[What you have to do]: Rewrite every line of the records in the stretch from the line containing "of the blonde" through the end of the records, and increase each keypoint coordinate in the answers by 131. Include both the starting and final lines, and leave the pictures out of your answer.

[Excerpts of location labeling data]
--- START ---
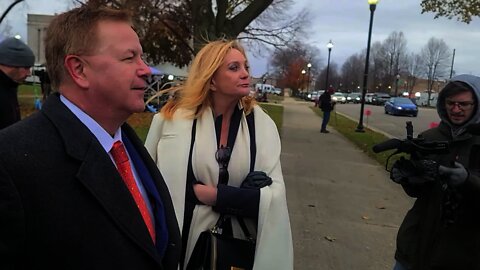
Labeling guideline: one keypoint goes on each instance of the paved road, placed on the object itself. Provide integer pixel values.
(392, 125)
(344, 211)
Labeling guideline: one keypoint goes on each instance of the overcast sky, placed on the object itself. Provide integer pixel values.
(343, 21)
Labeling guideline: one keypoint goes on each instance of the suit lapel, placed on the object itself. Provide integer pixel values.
(172, 254)
(99, 175)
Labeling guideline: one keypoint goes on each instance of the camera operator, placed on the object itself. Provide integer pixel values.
(442, 229)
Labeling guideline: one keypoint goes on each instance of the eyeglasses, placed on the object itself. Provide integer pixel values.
(462, 105)
(223, 157)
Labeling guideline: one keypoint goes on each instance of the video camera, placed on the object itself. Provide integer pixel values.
(417, 148)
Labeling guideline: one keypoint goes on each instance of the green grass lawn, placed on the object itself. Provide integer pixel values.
(365, 141)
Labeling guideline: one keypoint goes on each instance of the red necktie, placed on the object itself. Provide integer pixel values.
(120, 157)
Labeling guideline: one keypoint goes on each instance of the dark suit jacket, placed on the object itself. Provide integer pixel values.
(63, 204)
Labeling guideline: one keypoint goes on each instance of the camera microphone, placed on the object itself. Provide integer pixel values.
(386, 145)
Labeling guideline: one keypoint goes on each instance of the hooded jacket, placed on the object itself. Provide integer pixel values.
(442, 230)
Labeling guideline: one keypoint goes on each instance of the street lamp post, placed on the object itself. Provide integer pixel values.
(453, 60)
(329, 46)
(373, 5)
(309, 65)
(396, 84)
(303, 79)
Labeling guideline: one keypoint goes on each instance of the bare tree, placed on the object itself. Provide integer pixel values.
(174, 30)
(436, 57)
(464, 10)
(5, 29)
(395, 48)
(352, 72)
(288, 63)
(415, 69)
(334, 78)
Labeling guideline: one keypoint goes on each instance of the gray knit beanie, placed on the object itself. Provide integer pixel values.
(15, 53)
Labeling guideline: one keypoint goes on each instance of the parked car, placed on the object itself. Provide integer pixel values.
(354, 97)
(401, 106)
(368, 98)
(339, 98)
(277, 91)
(380, 98)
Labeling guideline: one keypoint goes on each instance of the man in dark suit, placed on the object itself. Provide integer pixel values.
(63, 203)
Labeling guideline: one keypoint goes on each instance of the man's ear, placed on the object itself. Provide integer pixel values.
(76, 69)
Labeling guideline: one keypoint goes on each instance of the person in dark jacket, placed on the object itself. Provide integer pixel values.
(78, 190)
(326, 105)
(16, 59)
(442, 230)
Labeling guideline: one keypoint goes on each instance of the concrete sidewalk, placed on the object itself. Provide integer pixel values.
(344, 210)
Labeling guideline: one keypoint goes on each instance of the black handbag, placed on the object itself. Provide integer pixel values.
(217, 248)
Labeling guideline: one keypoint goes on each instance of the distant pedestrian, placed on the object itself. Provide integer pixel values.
(326, 105)
(16, 59)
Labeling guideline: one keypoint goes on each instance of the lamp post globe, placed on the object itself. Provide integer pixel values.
(373, 5)
(329, 47)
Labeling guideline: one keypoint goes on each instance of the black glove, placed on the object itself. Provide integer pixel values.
(256, 180)
(405, 171)
(455, 176)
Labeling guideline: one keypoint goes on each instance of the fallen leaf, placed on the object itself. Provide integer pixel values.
(330, 238)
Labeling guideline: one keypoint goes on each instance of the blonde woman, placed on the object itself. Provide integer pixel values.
(203, 136)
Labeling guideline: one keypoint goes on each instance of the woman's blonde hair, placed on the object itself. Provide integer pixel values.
(195, 95)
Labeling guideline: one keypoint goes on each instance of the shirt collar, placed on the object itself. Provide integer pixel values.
(105, 139)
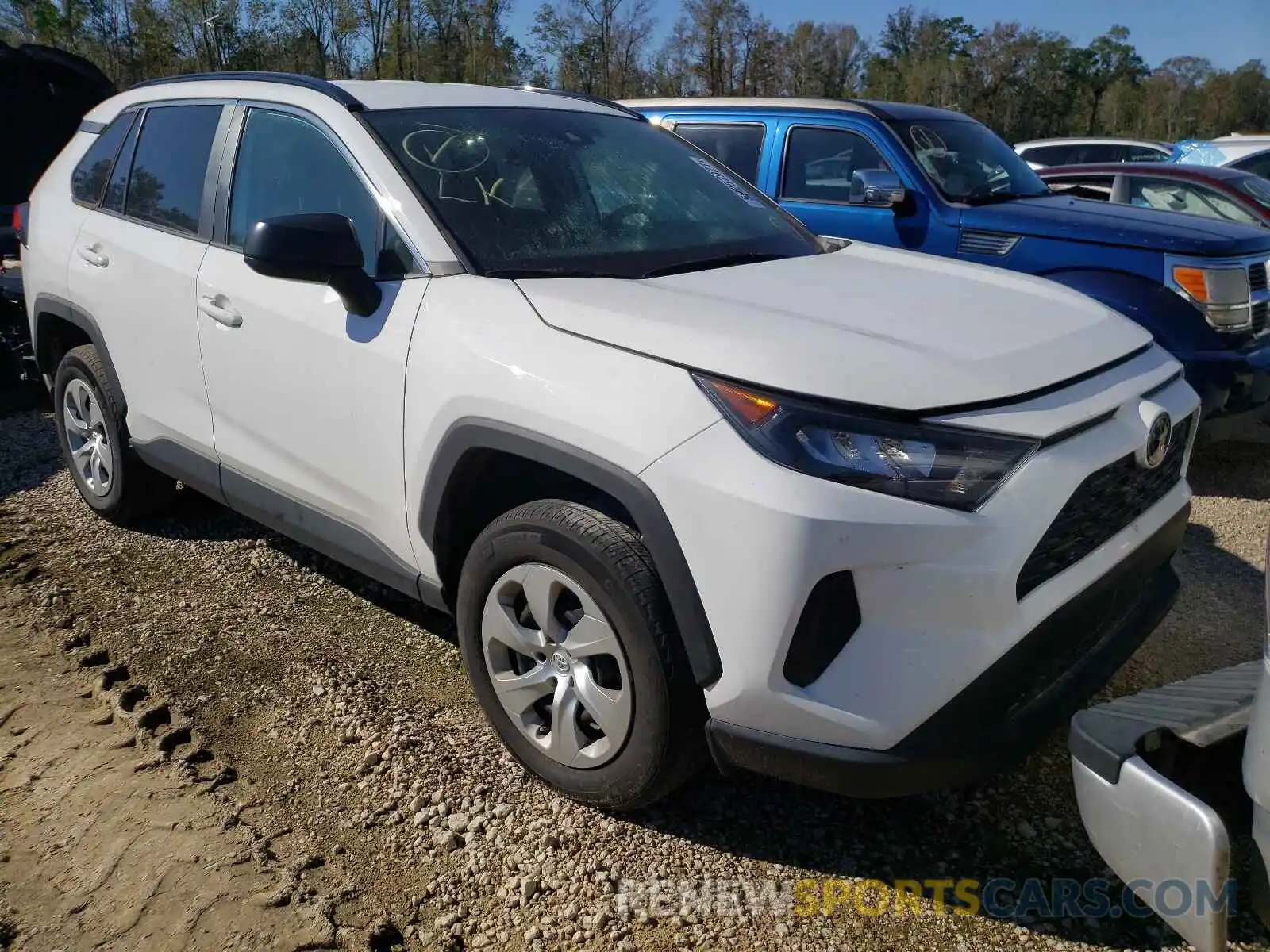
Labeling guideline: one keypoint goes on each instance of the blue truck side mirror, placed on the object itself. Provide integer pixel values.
(876, 188)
--- END ---
[Solved exercise]:
Labeling guideline: one keypoint goes on each instance of the blonde woman, placed on the object itself. Provide integer pixel values.
(334, 267)
Labeling guideline: one keypoint goes on each instance of the woman's blonde hair, placed on the object itself. Provide integer pixel values.
(326, 226)
Labeling guideline: one keypoint goes on each instance of the shirt collar, placed on the object itself. Provide integer pixel values.
(236, 270)
Labeling guideline: one keypoint goes on each instance of the blue truck side mirror, placed on the object itself. Provide integer pixel values.
(1007, 319)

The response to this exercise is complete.